— Start Reading text —

Appeal from Circuit Court of Champaign County No. 970P517 Honorable Arnold F. Blockman, Judge Presiding.
The opinion of the court was delivered by: Justice Knecht
Respondent, Randall J. Lutz, appeals the extension of a plenary order of protection entered by the circuit court of Champaign County pursuant to the Illinois Domestic Violence Act of 1986 (Act) (750 ILCS 60/101 et seq. (West 1998)), on October 28, 1998, in favor of petitioner, Michelle Lutz, his former spouse. Respondent alleges the trial court abused its discretion in extending the plenary order of protection when (1) the original plenary order did not include sufficient findings, (2) the evidence did not warrant extending the order of protection, and (3) the original plenary order of protection had expired on its own terms. We affirm.
On October 2, 1997, petitioner filed a petition for order of protection. That same day, the trial court entered an ex parte emergency order of protection and set a hearing for the plenary order of protection for October 21, 1997. On October 15, 1997, respondent filed an answer and general denial of the allegations in the petition.
At the hearing on the petition for order of protection on October 28, 1997, both parties were present and represented by counsel. A transcript of the hearing has not been made part of the appellate record; however, a docket entry indicates the parties agreed to a plenary order of protection for a period of one year. The relevant entry provides in pertinent part: "By agreement of the parties, a one[- ]year [p]lenary [o]rder of [p]rotection is GRANTED." The trial court issued the plenary order of protection on October 28, 1997, at 9:20 a.m., to expire on October 28, 1998, at 9:20 a.m. The trial court included in the plenary order of protection a written finding the court had jurisdiction over the parties and minor children. No other written findings were included in the order.

— End Reading text —

Goal of the exercise
Reproduce word for word the stretch of the court opinion from "The opinion of" through "terms. We affirm.".

— Start Entries provided —

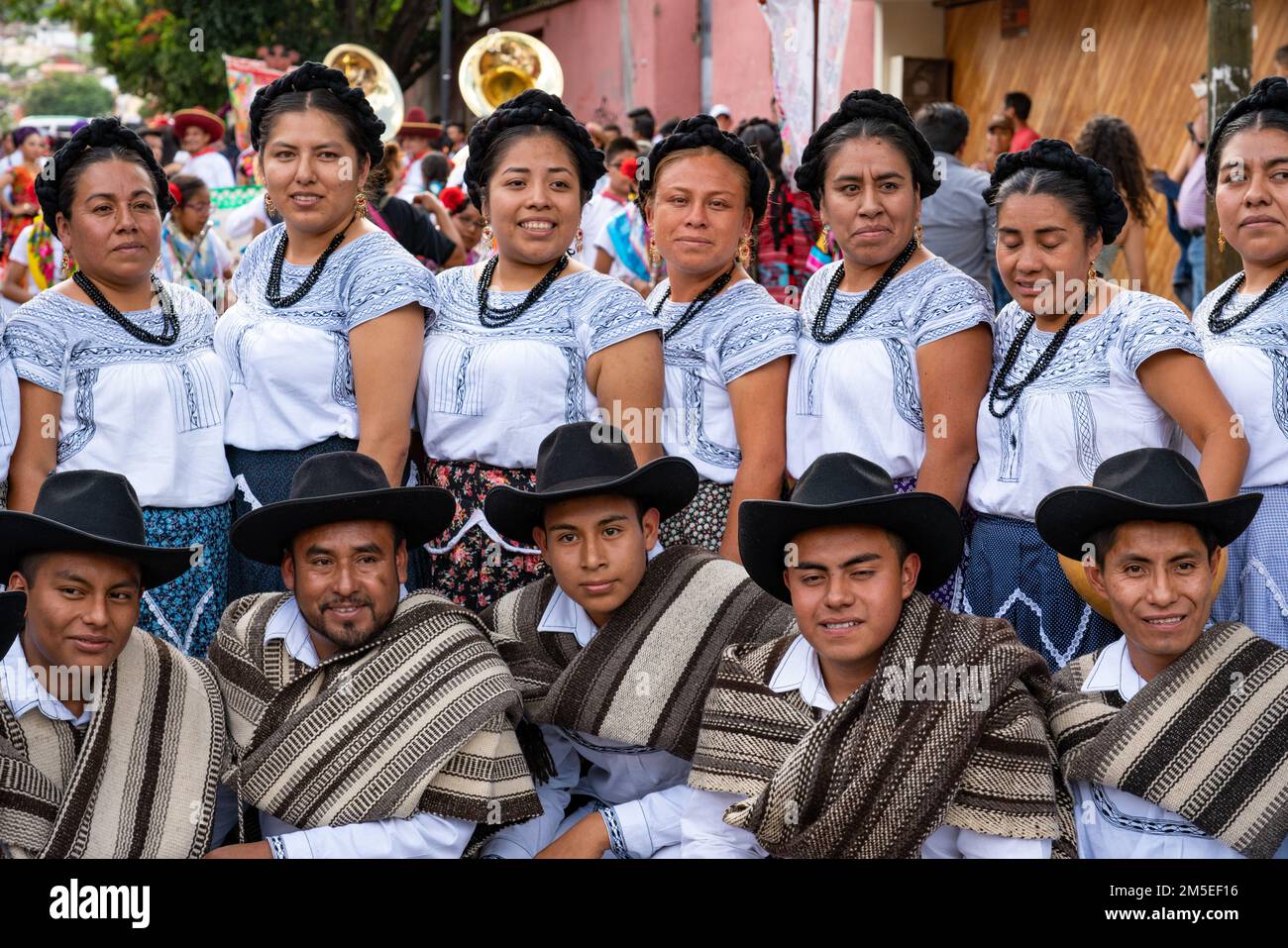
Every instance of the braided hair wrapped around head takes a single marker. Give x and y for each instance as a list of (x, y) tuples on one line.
[(317, 77), (702, 132), (545, 112), (99, 140), (867, 106), (1054, 155), (1267, 99)]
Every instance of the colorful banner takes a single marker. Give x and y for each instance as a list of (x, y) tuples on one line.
[(245, 77)]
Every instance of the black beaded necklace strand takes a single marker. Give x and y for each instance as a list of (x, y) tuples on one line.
[(1012, 393), (496, 318), (819, 329), (168, 320), (274, 274), (696, 305), (1219, 324)]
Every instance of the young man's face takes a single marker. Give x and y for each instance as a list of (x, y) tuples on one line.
[(848, 588), (80, 608), (596, 548), (1158, 581), (346, 579)]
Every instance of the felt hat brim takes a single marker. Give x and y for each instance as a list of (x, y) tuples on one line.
[(420, 513), (666, 483), (928, 524), (25, 533)]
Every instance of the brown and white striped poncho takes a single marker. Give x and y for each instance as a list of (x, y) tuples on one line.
[(644, 677), (420, 719), (879, 775), (1207, 738), (141, 782)]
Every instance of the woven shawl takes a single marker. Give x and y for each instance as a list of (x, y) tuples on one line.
[(1207, 738), (644, 677), (416, 720), (879, 775), (142, 782)]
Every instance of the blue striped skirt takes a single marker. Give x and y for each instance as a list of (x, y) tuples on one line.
[(185, 610), (1012, 574), (1256, 579)]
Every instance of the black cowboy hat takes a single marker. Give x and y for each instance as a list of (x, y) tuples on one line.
[(845, 488), (13, 605), (1141, 484), (342, 485), (88, 511), (583, 459)]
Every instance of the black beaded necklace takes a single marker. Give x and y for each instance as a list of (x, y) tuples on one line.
[(696, 305), (168, 320), (1012, 393), (274, 274), (819, 329), (494, 318), (1219, 324)]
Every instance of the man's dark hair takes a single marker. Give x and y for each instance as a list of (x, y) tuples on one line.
[(944, 125), (1103, 541), (1020, 102)]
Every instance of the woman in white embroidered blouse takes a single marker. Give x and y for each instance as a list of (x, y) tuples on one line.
[(127, 366), (524, 343), (726, 343), (323, 342), (1082, 369)]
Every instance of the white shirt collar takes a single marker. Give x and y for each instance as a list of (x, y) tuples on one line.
[(565, 614), (22, 691), (1113, 672), (799, 670), (290, 625)]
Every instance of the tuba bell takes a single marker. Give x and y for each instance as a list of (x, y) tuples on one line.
[(372, 73), (503, 63)]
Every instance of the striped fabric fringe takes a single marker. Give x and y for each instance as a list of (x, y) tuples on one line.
[(644, 678), (140, 785), (1207, 738), (879, 775), (416, 720)]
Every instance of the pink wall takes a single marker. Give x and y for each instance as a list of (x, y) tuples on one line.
[(666, 75)]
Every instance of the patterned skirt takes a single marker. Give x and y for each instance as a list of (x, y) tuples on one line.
[(185, 610), (702, 522), (471, 563), (949, 592), (1256, 579), (1010, 574), (265, 476)]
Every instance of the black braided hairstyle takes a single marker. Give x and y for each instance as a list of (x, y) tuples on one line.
[(314, 85), (1265, 107), (1050, 166), (867, 114), (532, 111), (702, 132), (101, 140), (765, 142)]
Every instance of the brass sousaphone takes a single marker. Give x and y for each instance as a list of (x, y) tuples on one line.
[(372, 73), (503, 63)]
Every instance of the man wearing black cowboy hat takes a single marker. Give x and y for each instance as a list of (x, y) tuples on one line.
[(614, 651), (81, 683), (887, 727), (362, 723), (1171, 738)]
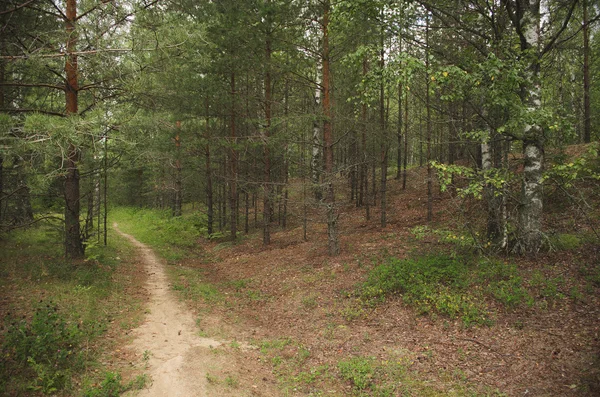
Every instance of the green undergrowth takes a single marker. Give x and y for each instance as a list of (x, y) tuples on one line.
[(174, 238), (51, 339), (458, 287), (389, 374)]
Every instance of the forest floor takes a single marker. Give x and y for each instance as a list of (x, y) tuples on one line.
[(290, 322), (179, 361)]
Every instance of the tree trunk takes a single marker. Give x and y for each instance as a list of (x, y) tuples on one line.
[(531, 206), (74, 248), (587, 120), (332, 215), (208, 171), (384, 143), (267, 188), (233, 195), (316, 162), (405, 135), (177, 202), (428, 110), (399, 135)]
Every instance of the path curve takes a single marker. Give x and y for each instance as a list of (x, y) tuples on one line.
[(178, 358)]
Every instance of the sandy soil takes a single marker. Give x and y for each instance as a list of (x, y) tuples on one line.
[(178, 360)]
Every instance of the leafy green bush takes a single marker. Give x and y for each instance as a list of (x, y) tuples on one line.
[(359, 371), (172, 236), (46, 345), (452, 286), (565, 242), (112, 385)]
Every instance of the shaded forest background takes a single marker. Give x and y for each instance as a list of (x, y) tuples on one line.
[(227, 106), (379, 197)]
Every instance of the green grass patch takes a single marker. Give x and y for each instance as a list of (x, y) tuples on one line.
[(456, 287), (174, 238), (52, 327), (190, 283)]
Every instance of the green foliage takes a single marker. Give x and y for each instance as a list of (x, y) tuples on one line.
[(65, 305), (446, 285), (173, 237), (359, 371), (47, 345), (192, 286), (565, 242), (587, 166), (112, 385), (476, 180)]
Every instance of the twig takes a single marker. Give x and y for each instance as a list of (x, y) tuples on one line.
[(486, 346)]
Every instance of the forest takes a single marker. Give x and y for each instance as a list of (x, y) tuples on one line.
[(353, 197)]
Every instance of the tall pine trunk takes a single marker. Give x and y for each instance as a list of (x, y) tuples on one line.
[(587, 119), (332, 215), (178, 198), (233, 196), (74, 248), (267, 188)]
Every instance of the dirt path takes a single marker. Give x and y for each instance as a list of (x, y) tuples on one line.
[(178, 360)]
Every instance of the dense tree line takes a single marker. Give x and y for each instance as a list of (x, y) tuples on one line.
[(228, 105)]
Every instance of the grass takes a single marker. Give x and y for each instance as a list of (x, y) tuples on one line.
[(457, 287), (174, 238), (52, 331)]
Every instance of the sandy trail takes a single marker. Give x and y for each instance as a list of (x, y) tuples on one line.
[(178, 359)]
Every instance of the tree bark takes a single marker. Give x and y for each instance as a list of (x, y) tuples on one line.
[(177, 202), (233, 196), (332, 215), (384, 143), (208, 171), (267, 188), (74, 248), (428, 121), (531, 206), (587, 119)]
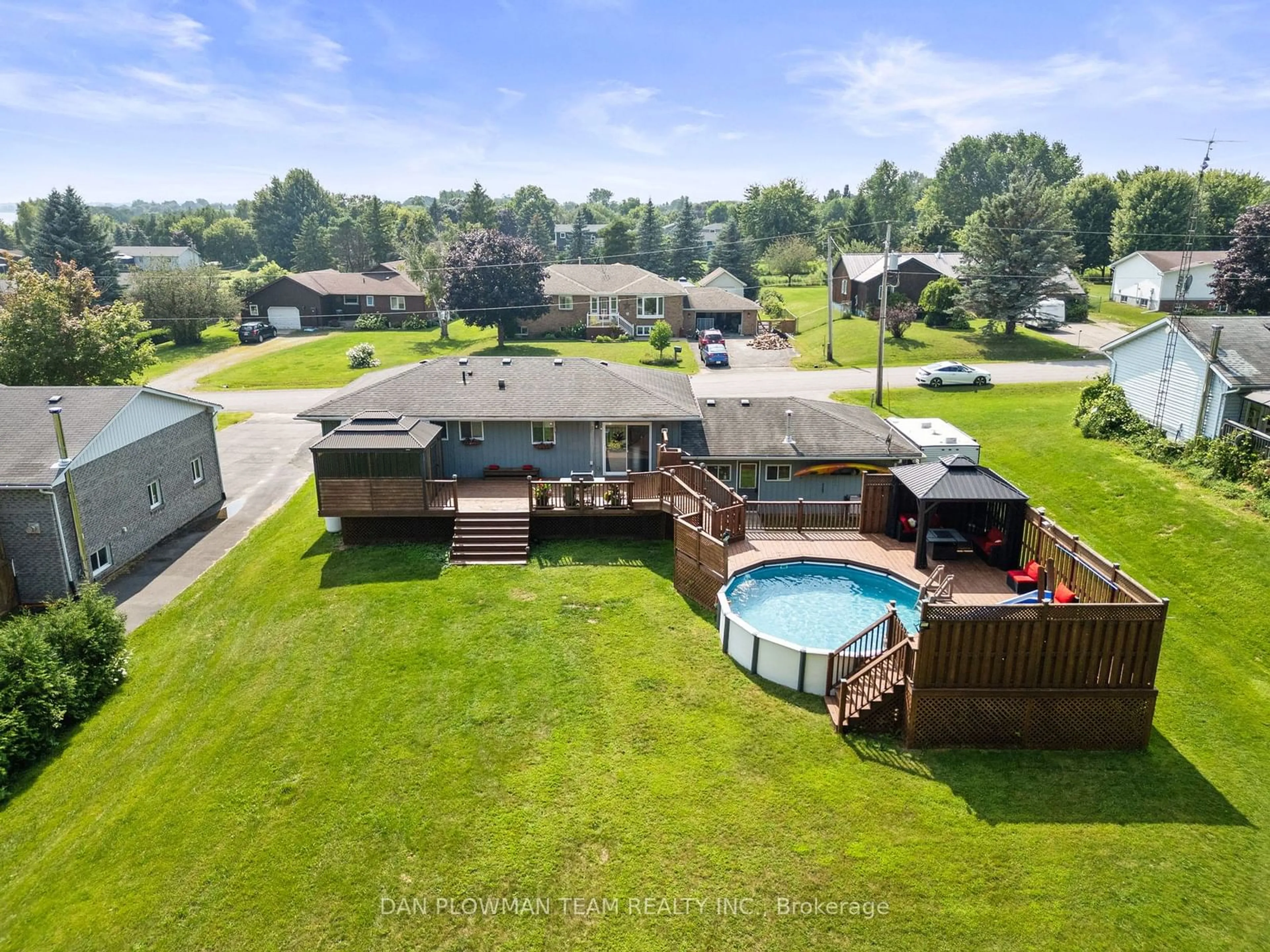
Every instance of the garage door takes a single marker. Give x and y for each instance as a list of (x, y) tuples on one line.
[(285, 318)]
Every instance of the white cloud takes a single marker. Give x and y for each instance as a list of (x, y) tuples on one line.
[(596, 113), (905, 86), (281, 26)]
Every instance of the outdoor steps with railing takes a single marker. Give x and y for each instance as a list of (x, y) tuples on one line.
[(491, 539)]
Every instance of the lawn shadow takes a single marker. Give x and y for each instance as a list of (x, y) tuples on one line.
[(365, 565), (1158, 785)]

— End Entries provided —

Result
The opinion of the court was delivered by: Justice Knecht
Respondent, Randall J. Lutz, appeals the extension of a plenary order of protection entered by the circuit court of Champaign County pursuant to the Illinois Domestic Violence Act of 1986 (Act) (750 ILCS 60/101 et seq. (West 1998)), on October 28, 1998, in favor of petitioner, Michelle Lutz, his former spouse. Respondent alleges the trial court abused its discretion in extending the plenary order of protection when (1) the original plenary order did not include sufficient findings, (2) the evidence did not warrant extending the order of protection, and (3) the original plenary order of protection had expired on its own terms. We affirm.